Recordando a don Buenaventura

El poeta sanjuanino Rufino Martínez escribió para el semanario El Nuevo Diario una serie de textos que integraron la sección "La Gran Aldea". En ella pintaba la ciudad de San Juan y sus personajes. El texto que aquí se reproduce está dedicado a Buenaventura Luna. Fue publicado el 3 de octubre de 1986.

Recordando a don Buenaventura


Una noche de noviembre del año 37, nos encontrarnos (yo un pibe, él un mozo) con Eusebio Dojorti en la confitería La Chiquita y conversamos de muchas cosas, como se acostumbraba antes, cuando vivíamos cerca del coraje y lejos del trotyl.
Esa noche, La Chiquita, Mitre y Mendoza, estaba de lo más sociable. Se había dado cita la crema de los firulos, y se veía que debatían importantes asuntos para la marcha de sus negocios. Era algo así como un plenario del hampa. Ahora se estilan mucho los plenarios, aunque los motivos son más baladíes: la unificación política, el acomodo del caudillito, los intereses de las prebendas y acomodos, las candidaturas para las próximas elecciones, los paros y multiparos, en fin, cosas en las que se juegan mezquindades y las tratativas (palabra de moda) se convierten en hipocresías, pero, eso si ¡todo en nombre del pueblo y la patria! Pero ¡por qué no la acaban, che!.
Con Dojorti estábamos en una mesa en un rincón, y hablábamos del Martin Fierro que Eusebio (todavía faltaban años para ser Buenaventura Luna) había sacado (el libro) de un bolsillo interior del saco. Me leía algún verso, lo comentaba, tomaba un traguito de café y vuelta al libro. Mientras, en los intervalos de la lectura, ojeaba la concurrencia, paraba la oreja y disimuladamente, asimilaba las conversaciones y los gestos de los parroquianos.
En eso estuvimos como dos horas cuando, de golpe, Dojorti me preguntó: ¿Qué te parece la concurrencia, los conoces? ¡Y cómo no —le dije— los conozco a todos!. ¡Era gente de armas llevar y tiros tirar!. En una mesa y cafetiando estaban, el gallego Navas, Camilo Balmaceda, el chileno Flores, el gallego González, el japonés Elizondo, el Cabo Negro, Pintillo, El Talero, La Chancha (iQué equipo, Dios mío, si Miguelito Gómez lleva a Sertoazinho esos muchachos, minga de campeonato para la escuadra “azzurra”!).
Había un cierto orgullo por el malandrinaje y el culto de la hombría. Una vez uno de esos “cafiolos” me sinceró: “mira pibe, no te confíes demasiado en esta chamuchina, son puro bla, bla, te lo digo yo que me chupé tres canas largas y no por basuraje sino por tres homicidios, te lo digo”.

Extracto de datos
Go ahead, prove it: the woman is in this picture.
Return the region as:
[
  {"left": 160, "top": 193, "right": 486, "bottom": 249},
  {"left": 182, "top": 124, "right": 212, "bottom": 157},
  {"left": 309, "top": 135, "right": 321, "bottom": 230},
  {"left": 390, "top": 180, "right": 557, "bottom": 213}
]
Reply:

Qué vas a hacer
1. Indica si cada afirmación concuerda con la crónica sobre Buenaventura Luna: (a) la crónica se publicó el 3 de octubre de 1986; (b) el encuentro con Dojorti en La Chiquita ocurrió una noche de diciembre; (c) Dojorti sacó el libro de un bolsillo interior del saco. Responde sí o no y cita textualmente las palabras de la crónica que lo deciden.
2. Prolonga la crónica sobre Buenaventura Luna a partir de la última oración que aparece.
Los registros provienen de otra fuente.

Resultados finales
1.
(a) Sí: "Fue publicado el 3 de octubre de 1986."
(b) No: "Una noche de noviembre del año 37"
(c) Sí: "había sacado (el libro) de un bolsillo interior del saco"

2.
La “chamuchina” —por lo que colegí— era la gente del abasto de carne y diversión, a veces, solían matarse por esas pavadas: mariconada que no figuraba en la agenda de mi confidente, el de los homicidios.
¡Cosas de aquellos tiempos, en que uno era dueño de su muerte y andaba con la vida a cuestas, como si le sobrara!.
Seguíamos en la mesa, pedimos otro café que acompañamos con anisado número uno (ese fuerte, que destilaba Zogbe), Dojorti se había quedado callado, como sumido en cavilaciones; el mechón que le caía sobre la frente parecía más rebelde y más negro; las bocanadas de humo del constante cigarrillo, se hacían lentas y profundas; la mirada medio aindiada, se sumergía en lo profundo del ser y urgaba en vaya a saber qué vericuetos del alma y qué abismos del pasado. Así estuvo un rato. Cuando recuperó la realidad me dijo: “Mirá pibe ¿ves toda esta gente de abajo? ¡Si la sabés ver y escuchar te va a enseñar más que cualquier libro! Tené siempre el oído atento a la voz del pueblo, que esa callada sabiduría sea tu guía, y verás que los libros sobran; este Martin Fierro que estuvimos analizando no es más que conocimiento en verso, en cambio, en el silencio de los desplazados, si afinás el oído, escucharás la voz, la razón de la vida”.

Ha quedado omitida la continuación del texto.